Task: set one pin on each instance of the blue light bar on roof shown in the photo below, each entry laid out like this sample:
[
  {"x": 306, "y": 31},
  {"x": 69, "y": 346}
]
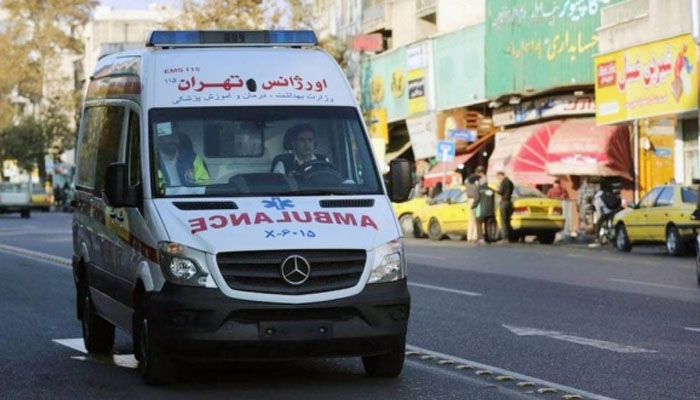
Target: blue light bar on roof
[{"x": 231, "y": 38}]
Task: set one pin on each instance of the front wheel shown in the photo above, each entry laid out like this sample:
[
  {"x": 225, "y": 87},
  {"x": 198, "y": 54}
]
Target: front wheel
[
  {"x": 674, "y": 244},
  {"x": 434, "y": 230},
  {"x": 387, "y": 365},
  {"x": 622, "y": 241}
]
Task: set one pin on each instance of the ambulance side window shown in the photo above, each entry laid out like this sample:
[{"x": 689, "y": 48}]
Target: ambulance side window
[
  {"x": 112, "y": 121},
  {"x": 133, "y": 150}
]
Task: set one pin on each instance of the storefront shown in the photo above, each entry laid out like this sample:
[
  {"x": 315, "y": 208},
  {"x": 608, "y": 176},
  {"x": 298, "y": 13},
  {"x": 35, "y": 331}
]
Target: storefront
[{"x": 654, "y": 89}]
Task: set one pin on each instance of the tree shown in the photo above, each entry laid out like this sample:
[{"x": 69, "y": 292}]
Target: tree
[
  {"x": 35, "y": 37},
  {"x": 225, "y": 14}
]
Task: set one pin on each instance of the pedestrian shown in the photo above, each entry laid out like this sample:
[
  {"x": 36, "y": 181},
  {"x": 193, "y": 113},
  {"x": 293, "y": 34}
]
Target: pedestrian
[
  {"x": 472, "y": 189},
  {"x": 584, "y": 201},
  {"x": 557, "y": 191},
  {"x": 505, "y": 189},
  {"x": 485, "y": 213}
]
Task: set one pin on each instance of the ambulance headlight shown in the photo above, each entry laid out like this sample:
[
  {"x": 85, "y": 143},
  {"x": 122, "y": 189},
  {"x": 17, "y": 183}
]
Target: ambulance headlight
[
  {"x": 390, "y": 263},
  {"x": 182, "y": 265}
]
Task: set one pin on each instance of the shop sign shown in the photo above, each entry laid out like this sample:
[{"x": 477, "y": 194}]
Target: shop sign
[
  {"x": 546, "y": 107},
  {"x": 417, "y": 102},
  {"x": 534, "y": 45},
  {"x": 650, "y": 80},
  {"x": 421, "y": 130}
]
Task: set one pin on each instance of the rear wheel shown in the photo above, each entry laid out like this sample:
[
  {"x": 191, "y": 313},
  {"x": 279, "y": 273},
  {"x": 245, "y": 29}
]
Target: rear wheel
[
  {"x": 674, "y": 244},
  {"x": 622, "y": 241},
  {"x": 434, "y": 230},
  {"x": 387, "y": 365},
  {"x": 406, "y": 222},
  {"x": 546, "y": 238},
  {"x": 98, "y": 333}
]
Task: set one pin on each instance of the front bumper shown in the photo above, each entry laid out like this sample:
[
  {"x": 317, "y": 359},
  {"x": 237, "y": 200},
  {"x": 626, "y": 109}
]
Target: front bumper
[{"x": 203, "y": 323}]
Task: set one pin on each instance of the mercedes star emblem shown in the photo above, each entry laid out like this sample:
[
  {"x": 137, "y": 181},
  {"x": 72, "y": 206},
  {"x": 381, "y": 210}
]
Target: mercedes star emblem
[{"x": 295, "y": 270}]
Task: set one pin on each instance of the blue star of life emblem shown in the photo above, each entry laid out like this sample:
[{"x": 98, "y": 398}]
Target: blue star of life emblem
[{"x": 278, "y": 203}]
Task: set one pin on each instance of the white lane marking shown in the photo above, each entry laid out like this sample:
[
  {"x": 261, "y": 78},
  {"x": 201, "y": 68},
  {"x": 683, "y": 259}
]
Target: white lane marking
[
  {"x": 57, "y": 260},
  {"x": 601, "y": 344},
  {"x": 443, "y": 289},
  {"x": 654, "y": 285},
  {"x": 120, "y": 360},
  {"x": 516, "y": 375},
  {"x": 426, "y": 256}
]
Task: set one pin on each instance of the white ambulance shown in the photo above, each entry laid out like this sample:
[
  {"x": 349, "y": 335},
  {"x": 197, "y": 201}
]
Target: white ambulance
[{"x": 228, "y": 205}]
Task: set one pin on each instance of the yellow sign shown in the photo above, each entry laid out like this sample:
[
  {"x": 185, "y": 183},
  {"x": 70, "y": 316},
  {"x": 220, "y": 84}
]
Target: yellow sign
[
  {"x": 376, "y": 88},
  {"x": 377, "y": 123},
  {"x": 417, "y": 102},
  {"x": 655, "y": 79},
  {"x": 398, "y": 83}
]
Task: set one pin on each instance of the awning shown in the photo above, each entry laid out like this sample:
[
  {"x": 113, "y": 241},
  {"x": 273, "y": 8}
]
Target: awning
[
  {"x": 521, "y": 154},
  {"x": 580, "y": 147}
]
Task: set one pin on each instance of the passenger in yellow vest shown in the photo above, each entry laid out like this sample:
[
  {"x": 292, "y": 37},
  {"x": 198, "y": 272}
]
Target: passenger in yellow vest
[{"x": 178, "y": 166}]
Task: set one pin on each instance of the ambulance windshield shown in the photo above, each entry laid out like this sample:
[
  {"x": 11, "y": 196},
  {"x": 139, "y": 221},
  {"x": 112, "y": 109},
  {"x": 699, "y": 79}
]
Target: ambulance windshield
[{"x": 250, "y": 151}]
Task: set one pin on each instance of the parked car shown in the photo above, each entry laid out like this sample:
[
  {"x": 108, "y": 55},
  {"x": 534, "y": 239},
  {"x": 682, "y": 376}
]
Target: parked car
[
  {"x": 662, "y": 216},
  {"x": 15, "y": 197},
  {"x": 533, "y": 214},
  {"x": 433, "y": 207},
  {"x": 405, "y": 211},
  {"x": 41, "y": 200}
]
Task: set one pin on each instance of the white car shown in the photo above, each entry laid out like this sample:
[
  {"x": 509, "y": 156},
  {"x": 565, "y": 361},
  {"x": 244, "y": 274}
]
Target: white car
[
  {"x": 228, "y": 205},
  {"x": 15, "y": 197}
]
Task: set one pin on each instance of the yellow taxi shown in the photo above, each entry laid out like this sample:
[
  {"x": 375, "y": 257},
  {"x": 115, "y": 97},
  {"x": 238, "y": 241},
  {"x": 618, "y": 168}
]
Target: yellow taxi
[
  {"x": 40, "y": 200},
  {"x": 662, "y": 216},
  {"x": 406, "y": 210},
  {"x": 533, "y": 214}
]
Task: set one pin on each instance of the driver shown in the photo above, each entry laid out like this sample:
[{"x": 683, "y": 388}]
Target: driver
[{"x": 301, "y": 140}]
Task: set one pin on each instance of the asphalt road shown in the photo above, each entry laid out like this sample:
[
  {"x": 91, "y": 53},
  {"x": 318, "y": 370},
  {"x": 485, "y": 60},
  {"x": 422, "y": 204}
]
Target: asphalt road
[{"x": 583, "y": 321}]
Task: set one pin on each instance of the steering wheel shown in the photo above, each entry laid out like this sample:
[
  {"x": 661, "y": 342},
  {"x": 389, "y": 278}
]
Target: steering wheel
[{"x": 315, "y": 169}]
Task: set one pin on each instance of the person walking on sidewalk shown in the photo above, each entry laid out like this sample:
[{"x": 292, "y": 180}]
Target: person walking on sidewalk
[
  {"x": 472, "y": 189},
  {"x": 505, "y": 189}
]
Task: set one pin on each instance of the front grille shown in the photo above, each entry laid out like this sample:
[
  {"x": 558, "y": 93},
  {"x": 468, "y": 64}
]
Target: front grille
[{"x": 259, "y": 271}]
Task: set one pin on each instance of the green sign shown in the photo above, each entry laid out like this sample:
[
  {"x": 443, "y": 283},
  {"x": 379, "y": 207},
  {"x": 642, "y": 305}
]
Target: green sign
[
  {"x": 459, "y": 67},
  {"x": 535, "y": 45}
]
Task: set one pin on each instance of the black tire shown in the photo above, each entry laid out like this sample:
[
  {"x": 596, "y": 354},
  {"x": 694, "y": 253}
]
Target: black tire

---------------

*What to do*. Above are the records. Identify each line that contains the word "black".

*Solution to the exercise*.
Task: set one pin on each instance of the black tire shown in the photo above, each entry laid out like this sample:
Target: black tire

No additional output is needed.